- _Given request_:
In the records below, rewrite everything from the line containing "For the evaluation set, spot each instance of the rocky ridge" through the final line of the records, both ends included, and include the requests. Multiply every coordinate in the answers by 0.2 and round to whole numbers with halves rounded up, and leave the pictures out.
** Start of Information supplied **
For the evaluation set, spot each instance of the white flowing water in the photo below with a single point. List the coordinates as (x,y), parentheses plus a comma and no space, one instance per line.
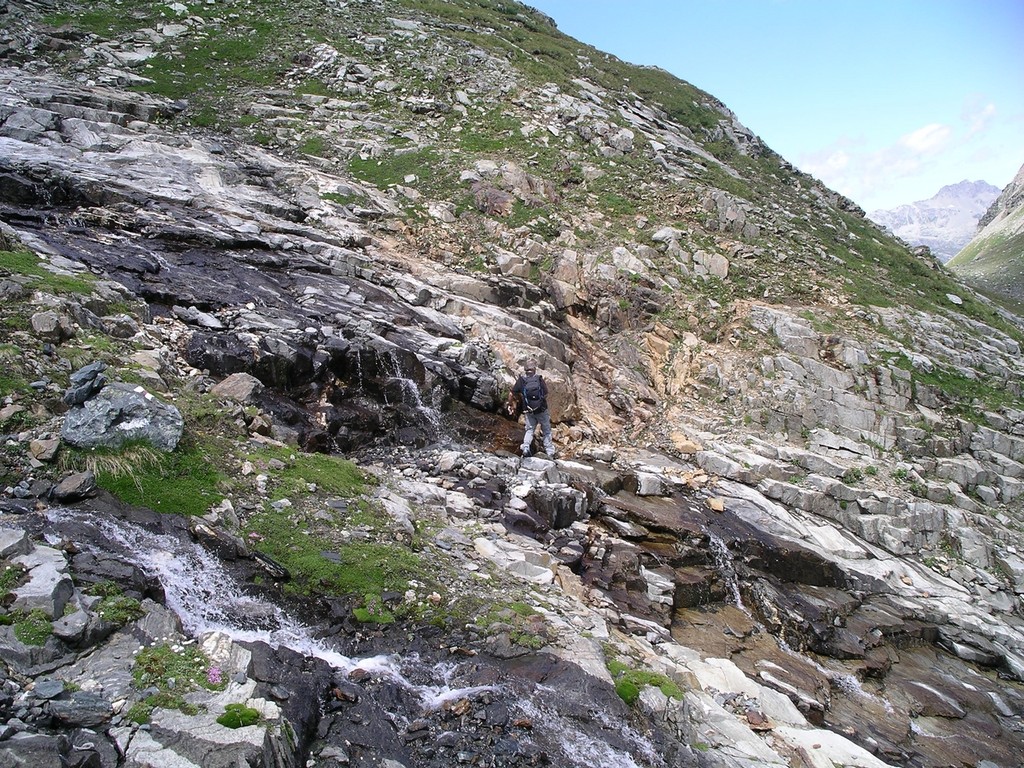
(723,561)
(580,748)
(411,395)
(207,598)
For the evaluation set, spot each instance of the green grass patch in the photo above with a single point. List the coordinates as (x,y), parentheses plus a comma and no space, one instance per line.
(33,628)
(314,145)
(239,716)
(292,472)
(324,565)
(184,481)
(966,395)
(629,682)
(30,265)
(115,606)
(392,169)
(173,670)
(11,576)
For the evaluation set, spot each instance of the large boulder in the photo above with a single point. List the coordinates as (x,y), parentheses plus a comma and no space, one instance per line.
(120,414)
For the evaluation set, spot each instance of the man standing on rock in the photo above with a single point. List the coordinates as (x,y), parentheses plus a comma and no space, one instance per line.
(532,392)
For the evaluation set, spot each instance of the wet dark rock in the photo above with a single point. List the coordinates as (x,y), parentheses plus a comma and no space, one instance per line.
(85,383)
(80,710)
(121,414)
(36,750)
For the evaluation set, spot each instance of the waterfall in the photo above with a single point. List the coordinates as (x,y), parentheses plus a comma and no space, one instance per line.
(207,598)
(410,395)
(724,563)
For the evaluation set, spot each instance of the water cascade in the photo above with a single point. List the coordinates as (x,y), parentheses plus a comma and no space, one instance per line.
(205,596)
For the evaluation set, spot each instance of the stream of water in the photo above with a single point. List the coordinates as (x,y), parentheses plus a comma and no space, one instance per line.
(205,596)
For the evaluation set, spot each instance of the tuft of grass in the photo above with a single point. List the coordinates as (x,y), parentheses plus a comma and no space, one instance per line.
(392,169)
(239,716)
(185,481)
(330,474)
(629,682)
(28,264)
(173,670)
(115,606)
(11,576)
(354,567)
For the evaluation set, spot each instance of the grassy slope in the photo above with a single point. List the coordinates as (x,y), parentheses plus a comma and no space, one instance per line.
(994,260)
(247,47)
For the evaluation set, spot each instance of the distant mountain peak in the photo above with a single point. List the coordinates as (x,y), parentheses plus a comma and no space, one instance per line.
(944,222)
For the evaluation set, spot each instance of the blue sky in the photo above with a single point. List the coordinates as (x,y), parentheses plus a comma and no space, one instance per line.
(884,100)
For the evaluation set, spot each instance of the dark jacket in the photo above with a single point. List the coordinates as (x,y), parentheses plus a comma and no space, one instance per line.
(520,390)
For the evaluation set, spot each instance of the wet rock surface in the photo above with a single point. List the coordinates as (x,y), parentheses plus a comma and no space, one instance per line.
(839,584)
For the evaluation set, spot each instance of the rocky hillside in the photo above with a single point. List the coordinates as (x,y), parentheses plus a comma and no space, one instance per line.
(944,222)
(993,260)
(268,272)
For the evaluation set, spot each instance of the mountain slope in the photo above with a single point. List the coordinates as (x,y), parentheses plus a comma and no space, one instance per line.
(785,521)
(944,222)
(993,260)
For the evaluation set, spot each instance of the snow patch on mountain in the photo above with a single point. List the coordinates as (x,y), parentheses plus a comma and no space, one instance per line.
(944,222)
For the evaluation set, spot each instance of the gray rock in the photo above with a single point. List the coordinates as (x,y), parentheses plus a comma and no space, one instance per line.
(239,387)
(121,414)
(85,382)
(48,588)
(52,327)
(13,542)
(76,486)
(81,710)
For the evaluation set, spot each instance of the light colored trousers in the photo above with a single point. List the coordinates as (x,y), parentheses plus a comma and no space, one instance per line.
(544,419)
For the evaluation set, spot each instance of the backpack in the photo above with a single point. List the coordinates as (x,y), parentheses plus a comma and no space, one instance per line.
(532,394)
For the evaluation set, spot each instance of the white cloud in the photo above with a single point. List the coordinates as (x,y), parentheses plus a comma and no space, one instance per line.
(979,121)
(931,138)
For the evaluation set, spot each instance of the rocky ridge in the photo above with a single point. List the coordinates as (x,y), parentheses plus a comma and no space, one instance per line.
(992,259)
(944,222)
(812,503)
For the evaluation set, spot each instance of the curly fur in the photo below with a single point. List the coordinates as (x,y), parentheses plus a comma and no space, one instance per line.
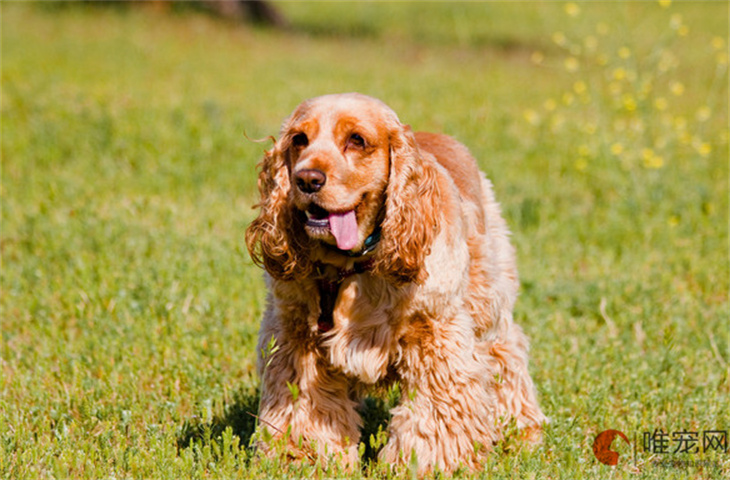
(432,310)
** End of Information supplied **
- _Task output_:
For the evaluation set, spot each instance of the rocky ridge in the photo above with a single point. List the coordinates as (x,y), parentheses plus a comma and no space, one instance per line.
(198,52)
(189,44)
(162,101)
For the evaluation set, spot each instance of the curly fur in the photo below with a single point. List the coordinates as (x,y), parentheses plus a comma and no space, one instance per line.
(86,62)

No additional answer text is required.